Written problem – Count the lines in the items below that contain the string "sandy". Reply with the number alone.

(Data entries)
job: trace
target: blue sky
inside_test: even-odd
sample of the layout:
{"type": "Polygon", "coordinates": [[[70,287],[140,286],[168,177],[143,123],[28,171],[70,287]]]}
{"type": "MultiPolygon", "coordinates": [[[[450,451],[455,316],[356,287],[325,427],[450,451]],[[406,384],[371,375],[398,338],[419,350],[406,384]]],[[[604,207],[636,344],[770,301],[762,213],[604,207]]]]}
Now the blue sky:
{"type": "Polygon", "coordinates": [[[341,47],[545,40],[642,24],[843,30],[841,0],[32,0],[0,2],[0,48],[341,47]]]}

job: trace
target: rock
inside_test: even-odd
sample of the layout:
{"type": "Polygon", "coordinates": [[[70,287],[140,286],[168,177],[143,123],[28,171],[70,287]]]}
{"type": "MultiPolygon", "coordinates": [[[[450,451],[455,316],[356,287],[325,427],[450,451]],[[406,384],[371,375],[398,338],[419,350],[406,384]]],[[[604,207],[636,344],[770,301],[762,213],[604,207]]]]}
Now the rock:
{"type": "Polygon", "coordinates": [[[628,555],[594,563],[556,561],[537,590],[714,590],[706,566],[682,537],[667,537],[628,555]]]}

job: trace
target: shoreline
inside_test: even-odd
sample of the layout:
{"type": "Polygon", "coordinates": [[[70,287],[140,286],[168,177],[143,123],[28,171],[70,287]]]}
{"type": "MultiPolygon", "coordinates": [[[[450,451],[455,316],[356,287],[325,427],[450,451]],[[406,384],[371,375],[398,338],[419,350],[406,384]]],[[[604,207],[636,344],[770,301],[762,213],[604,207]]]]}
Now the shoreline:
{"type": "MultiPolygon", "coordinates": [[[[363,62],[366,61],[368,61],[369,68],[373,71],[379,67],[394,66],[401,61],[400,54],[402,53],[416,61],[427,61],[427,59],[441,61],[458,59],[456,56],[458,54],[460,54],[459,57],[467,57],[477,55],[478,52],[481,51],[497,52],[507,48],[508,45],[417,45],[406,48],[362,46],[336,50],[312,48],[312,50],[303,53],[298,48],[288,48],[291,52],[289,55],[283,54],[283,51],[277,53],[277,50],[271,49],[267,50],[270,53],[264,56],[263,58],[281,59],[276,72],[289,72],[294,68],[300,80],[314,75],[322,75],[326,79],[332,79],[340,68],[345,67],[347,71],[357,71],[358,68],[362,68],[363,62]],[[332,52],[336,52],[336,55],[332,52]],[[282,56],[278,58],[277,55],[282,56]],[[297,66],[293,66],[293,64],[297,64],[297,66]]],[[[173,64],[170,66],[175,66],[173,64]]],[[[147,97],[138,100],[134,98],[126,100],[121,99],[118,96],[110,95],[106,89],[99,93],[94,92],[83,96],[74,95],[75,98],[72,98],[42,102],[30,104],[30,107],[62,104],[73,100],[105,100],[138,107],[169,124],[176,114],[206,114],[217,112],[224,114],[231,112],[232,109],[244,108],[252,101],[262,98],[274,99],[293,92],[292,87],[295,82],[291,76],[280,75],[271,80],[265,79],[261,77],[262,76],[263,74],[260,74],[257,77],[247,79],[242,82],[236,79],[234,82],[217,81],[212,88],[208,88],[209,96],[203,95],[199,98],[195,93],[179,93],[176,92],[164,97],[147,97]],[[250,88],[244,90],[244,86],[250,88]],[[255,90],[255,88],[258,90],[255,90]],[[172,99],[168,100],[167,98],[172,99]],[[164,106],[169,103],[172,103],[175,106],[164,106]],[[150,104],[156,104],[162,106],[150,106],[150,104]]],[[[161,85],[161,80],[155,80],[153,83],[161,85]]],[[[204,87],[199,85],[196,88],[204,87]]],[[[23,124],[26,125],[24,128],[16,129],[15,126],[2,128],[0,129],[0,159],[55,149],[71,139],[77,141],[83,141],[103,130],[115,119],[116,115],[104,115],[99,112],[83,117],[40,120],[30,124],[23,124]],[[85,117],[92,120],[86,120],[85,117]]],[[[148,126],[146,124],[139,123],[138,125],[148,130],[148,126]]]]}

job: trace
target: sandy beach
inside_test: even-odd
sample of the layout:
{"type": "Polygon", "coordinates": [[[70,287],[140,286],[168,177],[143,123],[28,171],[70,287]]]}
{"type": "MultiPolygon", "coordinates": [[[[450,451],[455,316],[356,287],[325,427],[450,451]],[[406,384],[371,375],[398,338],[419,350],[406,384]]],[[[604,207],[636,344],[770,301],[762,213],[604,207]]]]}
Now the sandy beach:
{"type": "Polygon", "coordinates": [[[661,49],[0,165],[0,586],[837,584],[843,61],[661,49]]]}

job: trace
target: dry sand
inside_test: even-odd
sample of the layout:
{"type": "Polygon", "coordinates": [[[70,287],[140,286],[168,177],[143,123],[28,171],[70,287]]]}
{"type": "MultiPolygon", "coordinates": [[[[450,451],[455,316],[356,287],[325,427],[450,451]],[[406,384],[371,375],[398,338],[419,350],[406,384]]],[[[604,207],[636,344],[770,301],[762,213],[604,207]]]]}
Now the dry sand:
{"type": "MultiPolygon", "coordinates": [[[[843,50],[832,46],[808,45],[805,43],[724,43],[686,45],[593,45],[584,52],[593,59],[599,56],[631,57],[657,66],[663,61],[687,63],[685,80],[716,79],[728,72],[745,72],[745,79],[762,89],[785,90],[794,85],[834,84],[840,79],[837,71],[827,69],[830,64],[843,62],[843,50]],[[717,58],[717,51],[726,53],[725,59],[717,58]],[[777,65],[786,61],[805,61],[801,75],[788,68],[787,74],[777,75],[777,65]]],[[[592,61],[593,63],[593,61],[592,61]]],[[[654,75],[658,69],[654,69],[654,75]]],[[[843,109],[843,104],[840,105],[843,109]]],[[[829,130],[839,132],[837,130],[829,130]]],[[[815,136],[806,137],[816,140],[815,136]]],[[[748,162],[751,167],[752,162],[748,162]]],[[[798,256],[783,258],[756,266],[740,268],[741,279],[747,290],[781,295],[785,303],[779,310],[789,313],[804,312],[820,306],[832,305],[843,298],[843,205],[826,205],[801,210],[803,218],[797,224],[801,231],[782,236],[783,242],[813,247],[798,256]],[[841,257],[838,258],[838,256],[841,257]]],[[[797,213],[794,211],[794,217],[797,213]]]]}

In response – 2